== Listed entries
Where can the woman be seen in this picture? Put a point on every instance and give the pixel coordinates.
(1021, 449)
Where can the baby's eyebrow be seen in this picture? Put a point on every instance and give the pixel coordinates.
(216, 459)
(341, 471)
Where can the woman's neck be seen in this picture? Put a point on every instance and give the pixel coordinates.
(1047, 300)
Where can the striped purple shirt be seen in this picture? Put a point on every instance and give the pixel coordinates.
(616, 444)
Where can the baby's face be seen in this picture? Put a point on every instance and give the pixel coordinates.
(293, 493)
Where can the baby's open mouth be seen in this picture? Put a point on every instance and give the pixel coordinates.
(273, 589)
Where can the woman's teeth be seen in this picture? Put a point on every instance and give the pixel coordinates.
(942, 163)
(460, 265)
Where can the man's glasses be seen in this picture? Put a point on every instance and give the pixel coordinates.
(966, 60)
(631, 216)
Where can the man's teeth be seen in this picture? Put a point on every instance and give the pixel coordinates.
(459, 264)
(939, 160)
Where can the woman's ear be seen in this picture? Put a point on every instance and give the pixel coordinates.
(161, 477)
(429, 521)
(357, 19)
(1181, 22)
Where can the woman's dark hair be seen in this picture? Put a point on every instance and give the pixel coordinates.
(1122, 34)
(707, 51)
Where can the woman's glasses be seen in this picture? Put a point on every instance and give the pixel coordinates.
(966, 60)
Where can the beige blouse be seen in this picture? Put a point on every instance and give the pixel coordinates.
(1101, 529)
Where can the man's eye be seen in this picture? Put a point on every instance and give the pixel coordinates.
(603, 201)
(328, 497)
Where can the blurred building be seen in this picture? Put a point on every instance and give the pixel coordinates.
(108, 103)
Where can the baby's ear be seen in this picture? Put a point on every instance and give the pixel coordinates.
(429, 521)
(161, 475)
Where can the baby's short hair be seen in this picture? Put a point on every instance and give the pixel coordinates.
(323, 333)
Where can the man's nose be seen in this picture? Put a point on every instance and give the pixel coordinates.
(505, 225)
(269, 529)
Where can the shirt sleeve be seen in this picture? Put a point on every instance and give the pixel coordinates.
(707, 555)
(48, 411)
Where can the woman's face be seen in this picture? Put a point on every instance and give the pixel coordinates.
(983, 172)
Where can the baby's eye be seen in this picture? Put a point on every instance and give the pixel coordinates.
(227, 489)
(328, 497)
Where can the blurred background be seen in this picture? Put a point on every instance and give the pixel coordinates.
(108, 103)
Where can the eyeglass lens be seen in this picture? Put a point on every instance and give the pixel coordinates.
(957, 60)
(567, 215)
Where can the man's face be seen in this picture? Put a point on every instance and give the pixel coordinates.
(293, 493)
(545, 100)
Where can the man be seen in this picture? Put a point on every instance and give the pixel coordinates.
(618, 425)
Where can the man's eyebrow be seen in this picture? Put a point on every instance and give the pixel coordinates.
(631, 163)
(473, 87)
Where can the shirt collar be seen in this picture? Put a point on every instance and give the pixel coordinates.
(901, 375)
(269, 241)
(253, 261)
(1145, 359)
====
▶ [Task instructions] Reproduce all of the entries above, changing every occurrence of "baby's" to "infant's" and leaving all other text unaltered.

▶ [The solution]
Where can the woman be seen in this picture? Put a point on every instance and give the pixel coordinates.
(1021, 449)
Where can the infant's eyebrow be seen in this picture? Put a point on every instance and give the pixel coordinates.
(216, 459)
(341, 471)
Where can the woman's neck be seen in this picture? Put a point on every instance and give the pixel coordinates.
(1047, 300)
Where can the striped purple shirt be seen in this picture? Put a point on every instance and give the pixel coordinates.
(616, 444)
Where can the infant's face be seen in this picture? Put a point on every instance and give the pixel coordinates.
(293, 493)
Where can the infant's open mouth be seen in this picture? Put a point on every instance and give the pixel coordinates.
(273, 589)
Where can the woman's teeth be seen in this picture? Put a point on every instance and give the pixel coordinates.
(942, 163)
(460, 265)
Where can the man's glasses be seen in this picture? Put a point on every instance and give the pixel coordinates.
(966, 60)
(631, 216)
Where can the man's teeth be seen in this picture? Put a point on every instance and give the pixel coordinates.
(459, 264)
(939, 160)
Where can the woman's ear be seen in this picture? Put a point on every instance and give the pixel coordinates.
(161, 477)
(429, 521)
(357, 19)
(1181, 22)
Where can the woman's dark hair be seen in this picture? Put a point on every instance and give the pixel coordinates.
(1122, 34)
(707, 51)
Where can the woman's glasses be seen in this picture? Put a point on every instance and give the pixel coordinates.
(966, 60)
Where can the beige blouse be seen in this picture? Put a point on every instance and give the pixel coordinates.
(1101, 529)
Where can the man's eye be seen in this picture? Put a point on every instance and give the pixel coordinates.
(603, 201)
(328, 497)
Where can the blurred building be seen in this picture? Put a point on every instance and give the pixel coordinates.
(108, 103)
Where can the infant's ear be seen in this picture? Put a point on every instance and give the pixel coordinates.
(429, 521)
(161, 475)
Where can the infant's short hair be seen in this picture? Put a point on every instance and give the pixel coordinates.
(323, 333)
Where can the man's nose be seen in this picture? Put a point on every instance and give the pixel coordinates.
(505, 225)
(269, 529)
Where can the shirt sleeve be seen in this picture? Put a point on every instance and give the pixel coordinates.
(707, 555)
(48, 411)
Where can the woman's face be seen in this picture? Put a point on every instance and give the pixel coordinates.
(983, 172)
Where can the infant's eye be seen in this picture? Put a point on every instance and give the pixel coordinates.
(227, 489)
(328, 497)
Where can the blurred background be seen in this picture? Put a point on every instance and give the pixel coordinates.
(108, 103)
Where can the eyeglass lens be seen in this picture? Put a point on every instance and give the pixel coordinates.
(957, 60)
(567, 215)
Where can the man's face be seen in this picture? Put a point on every instance and give the pixel coordinates.
(293, 493)
(545, 100)
Where can the man be seen in this picture? Put a point on every instance and give the pixel coordinates.
(618, 425)
Where can the man's eyebrow be seen in this picture? Put a point on every instance and give the pixel coordinates.
(631, 163)
(473, 87)
Where can the shirt collar be seen in this picture? Put a point on every instance and give the pixel coordinates.
(901, 375)
(269, 241)
(253, 261)
(1145, 359)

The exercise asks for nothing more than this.